Text
CA2451744A1

CA2451744A1 - Cyclic ketones as blocking agents

Info

Publication number: CA2451744A1
Application number: CA002451744A
Authority: CA
Inventors: Michael Schelhaas; Christoph Guertler; Beate Baumbach; Christian Fuessel
Original assignee: Individual
Current assignee: Bayer AG
Priority date: 2001-07-03
Filing date: 2002-07-03
Publication date: 2003-01-16
Also published as: EP1404737A1; HUP0401289A3; JP2004533526A; PL367450A1; CN1524099A; HUP0401289A2; KR100875808B1; CN100467511C; NZ530396A; JP4118803B2; WO2003004545A1; MXPA03011808A; HK1069181A1; BR0210799A; KR20040015326A; HU226903B1

Abstract

The invention relates to novel blocked polyisocyanates, from which high quality, crack-free coatings and paint lacquers with low yellowing index may be obtained, a method for production thereof and use thereof in single component polyurethane systems.

Instruction
Copy the stretch of the patent record from "Publication number: CA2451744A1" through "component polyurethane systems.", switching "coatings" to "films". The listing that comes next is separate material, unrelated to the patent record.

Material shown
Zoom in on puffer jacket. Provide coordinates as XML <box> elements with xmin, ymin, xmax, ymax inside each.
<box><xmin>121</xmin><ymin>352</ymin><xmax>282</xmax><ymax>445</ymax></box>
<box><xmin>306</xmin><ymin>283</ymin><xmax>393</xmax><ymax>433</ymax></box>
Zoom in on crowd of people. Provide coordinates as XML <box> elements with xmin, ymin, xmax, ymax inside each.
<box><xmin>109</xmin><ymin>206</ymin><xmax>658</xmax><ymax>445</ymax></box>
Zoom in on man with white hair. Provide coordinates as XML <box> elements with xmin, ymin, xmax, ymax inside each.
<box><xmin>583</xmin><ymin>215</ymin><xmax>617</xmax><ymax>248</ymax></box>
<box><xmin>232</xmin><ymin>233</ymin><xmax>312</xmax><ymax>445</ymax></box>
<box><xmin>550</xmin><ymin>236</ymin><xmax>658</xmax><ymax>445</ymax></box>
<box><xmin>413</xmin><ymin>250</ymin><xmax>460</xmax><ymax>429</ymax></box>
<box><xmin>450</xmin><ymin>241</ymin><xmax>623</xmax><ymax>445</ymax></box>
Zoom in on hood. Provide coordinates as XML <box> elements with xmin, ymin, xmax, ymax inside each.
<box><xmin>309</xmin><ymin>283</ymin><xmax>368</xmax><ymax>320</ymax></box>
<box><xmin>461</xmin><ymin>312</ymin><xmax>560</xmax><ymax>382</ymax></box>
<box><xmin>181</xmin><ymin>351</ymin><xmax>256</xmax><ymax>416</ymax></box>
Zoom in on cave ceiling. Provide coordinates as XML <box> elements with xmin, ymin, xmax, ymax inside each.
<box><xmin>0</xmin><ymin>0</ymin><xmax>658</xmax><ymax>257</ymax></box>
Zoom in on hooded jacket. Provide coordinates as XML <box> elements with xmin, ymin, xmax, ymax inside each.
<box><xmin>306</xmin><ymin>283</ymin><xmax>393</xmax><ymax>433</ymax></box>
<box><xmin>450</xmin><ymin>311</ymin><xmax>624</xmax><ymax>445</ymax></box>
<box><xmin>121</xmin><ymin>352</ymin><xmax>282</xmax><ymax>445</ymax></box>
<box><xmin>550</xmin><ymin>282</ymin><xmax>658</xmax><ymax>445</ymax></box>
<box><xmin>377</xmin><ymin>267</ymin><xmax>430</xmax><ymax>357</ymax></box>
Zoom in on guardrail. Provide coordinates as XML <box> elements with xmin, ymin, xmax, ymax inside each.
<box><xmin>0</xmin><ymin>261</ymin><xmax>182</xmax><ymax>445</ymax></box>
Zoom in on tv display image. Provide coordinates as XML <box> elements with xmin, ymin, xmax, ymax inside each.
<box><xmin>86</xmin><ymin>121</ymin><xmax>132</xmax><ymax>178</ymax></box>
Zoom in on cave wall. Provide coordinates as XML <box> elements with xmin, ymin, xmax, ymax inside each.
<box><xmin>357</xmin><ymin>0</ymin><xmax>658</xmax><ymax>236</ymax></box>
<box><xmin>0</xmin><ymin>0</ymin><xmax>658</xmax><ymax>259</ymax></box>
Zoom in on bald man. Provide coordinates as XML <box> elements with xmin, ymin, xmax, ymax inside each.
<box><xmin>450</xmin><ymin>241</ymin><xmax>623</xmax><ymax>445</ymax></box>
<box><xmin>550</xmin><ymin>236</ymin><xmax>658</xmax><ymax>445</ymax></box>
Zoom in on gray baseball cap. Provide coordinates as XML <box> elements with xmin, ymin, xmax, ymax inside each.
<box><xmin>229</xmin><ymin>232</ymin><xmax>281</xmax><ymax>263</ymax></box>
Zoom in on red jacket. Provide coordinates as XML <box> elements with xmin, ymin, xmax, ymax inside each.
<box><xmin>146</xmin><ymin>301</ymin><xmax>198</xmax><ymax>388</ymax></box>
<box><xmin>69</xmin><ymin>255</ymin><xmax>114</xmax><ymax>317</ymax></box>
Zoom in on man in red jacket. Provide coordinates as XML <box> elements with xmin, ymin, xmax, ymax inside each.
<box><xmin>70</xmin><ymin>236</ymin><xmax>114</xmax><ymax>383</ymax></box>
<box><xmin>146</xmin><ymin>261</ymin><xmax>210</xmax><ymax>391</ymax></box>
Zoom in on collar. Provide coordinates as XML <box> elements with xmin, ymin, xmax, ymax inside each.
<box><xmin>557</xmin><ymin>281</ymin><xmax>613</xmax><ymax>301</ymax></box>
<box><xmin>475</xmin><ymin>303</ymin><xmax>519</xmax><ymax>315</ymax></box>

* * *

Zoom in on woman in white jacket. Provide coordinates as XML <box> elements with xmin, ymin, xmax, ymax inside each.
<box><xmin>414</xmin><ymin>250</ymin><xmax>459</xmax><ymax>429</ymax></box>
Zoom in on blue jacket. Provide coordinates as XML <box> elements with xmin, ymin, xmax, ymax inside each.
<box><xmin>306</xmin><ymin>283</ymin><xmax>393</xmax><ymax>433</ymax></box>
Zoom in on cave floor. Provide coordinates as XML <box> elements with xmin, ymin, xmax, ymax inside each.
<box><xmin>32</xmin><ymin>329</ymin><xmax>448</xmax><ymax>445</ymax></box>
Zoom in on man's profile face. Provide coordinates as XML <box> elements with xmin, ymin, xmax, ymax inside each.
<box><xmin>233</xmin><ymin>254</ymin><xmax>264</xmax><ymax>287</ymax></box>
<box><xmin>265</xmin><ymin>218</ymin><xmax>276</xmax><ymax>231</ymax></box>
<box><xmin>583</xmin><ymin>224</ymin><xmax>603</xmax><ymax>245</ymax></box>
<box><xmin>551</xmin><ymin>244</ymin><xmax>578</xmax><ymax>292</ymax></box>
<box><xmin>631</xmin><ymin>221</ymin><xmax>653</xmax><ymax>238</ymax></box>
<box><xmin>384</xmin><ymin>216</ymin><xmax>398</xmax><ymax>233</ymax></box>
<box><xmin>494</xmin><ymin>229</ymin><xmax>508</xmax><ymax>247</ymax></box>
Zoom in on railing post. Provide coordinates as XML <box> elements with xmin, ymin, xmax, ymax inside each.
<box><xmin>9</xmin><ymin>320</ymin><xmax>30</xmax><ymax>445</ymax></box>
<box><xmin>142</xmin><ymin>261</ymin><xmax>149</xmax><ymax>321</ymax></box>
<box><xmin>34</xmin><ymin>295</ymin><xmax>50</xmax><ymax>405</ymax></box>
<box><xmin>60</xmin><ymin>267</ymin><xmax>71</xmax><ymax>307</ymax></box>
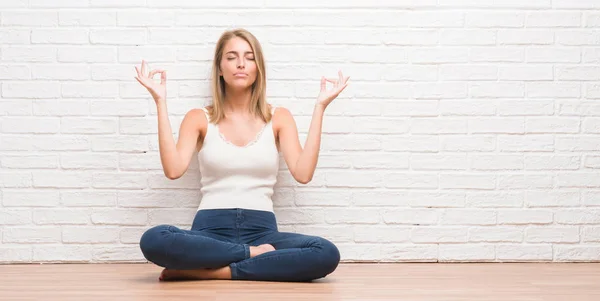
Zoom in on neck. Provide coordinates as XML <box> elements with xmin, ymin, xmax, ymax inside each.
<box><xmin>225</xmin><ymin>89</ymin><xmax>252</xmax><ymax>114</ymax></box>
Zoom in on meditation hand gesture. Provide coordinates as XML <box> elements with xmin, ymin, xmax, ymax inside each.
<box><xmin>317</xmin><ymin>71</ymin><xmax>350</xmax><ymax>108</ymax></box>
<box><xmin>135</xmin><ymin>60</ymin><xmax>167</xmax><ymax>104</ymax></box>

Complete response
Publication number: CA2451744A1
Application number: CA002451744A
Authority: CA
Inventors: Michael Schelhaas; Christoph Guertler; Beate Baumbach; Christian Fuessel
Original assignee: Individual
Current assignee: Bayer AG
Priority date: 2001-07-03
Filing date: 2002-07-03
Publication date: 2003-01-16
Also published as: EP1404737A1; HUP0401289A3; JP2004533526A; PL367450A1; CN1524099A; HUP0401289A2; KR100875808B1; CN100467511C; NZ530396A; JP4118803B2; WO2003004545A1; MXPA03011808A; HK1069181A1; BR0210799A; KR20040015326A; HU226903B1

Abstract

The invention relates to novel blocked polyisocyanates, from which high quality, crack-free films and paint lacquers with low yellowing index may be obtained, a method for production thereof and use thereof in single component polyurethane systems.